TO DO:
Write out all of the lines below in full, and scale every coordinate in the answers by 2.2, rounding to whole numbers with halves going up. Leave every other number and all the other words as they are.

-- Start INPUT DATA --

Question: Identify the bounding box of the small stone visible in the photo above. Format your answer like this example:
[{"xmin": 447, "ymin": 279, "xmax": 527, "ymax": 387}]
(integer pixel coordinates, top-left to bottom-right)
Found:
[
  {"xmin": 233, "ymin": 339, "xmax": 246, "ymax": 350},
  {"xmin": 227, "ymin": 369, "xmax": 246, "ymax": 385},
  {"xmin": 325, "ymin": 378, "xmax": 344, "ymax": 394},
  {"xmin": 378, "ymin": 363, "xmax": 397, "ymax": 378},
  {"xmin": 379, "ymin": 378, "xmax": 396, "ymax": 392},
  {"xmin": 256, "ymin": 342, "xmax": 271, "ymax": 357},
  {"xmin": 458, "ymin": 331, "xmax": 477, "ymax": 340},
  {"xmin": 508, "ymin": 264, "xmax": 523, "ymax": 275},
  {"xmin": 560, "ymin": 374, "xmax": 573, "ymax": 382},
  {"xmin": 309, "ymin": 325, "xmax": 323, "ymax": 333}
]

-- End INPUT DATA --

WORKED SOLUTION:
Question: Identify the bounding box of the small stone visible in the photo above. Format your answer like this example:
[{"xmin": 447, "ymin": 279, "xmax": 527, "ymax": 387}]
(integer pixel coordinates, top-left to bottom-right)
Found:
[
  {"xmin": 513, "ymin": 746, "xmax": 541, "ymax": 770},
  {"xmin": 499, "ymin": 812, "xmax": 541, "ymax": 847},
  {"xmin": 715, "ymin": 832, "xmax": 757, "ymax": 867},
  {"xmin": 832, "ymin": 799, "xmax": 873, "ymax": 832},
  {"xmin": 834, "ymin": 832, "xmax": 871, "ymax": 862},
  {"xmin": 563, "ymin": 752, "xmax": 596, "ymax": 785},
  {"xmin": 1008, "ymin": 728, "xmax": 1049, "ymax": 748},
  {"xmin": 1118, "ymin": 581, "xmax": 1151, "ymax": 605},
  {"xmin": 1232, "ymin": 823, "xmax": 1261, "ymax": 840},
  {"xmin": 680, "ymin": 715, "xmax": 711, "ymax": 733}
]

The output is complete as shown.